Who is the third that walks always besides you?
—T.S Eliot
The average attention span of a human in 2013 was eight seconds, a second less than a gold-fish and I can see how that is right. However, I’m not sure if that is all there is to it, for someone who is suffering from anxiety (because all of us are, even if they are small breadcrumbs on a large plate), we all suffer from it and sometimes without knowing. Perhaps what I’m saying is that anxiety in the only semi-intimidating feeling that we unconsciously concentrate on and reach an attention span of hours. It is funny as it is sad. Why do we focus on things that are unhelpful? Of course you may argue that one thought leads to another and that leads to another and we spend all our day at different stations of endless thought. It’s the third person that walks always besides you. It is the one that isn’t separate from you. I see shadows all the time; always within earshot and never quiet.
——————————
Written request ::
In the passage on attention and anxiety, what was the average human attention span in 2013?

Provided data ::
——————————
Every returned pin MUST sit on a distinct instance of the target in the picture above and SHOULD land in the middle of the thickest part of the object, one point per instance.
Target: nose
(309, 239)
——————————
Response ::
Eight seconds, one second less than a goldfish's.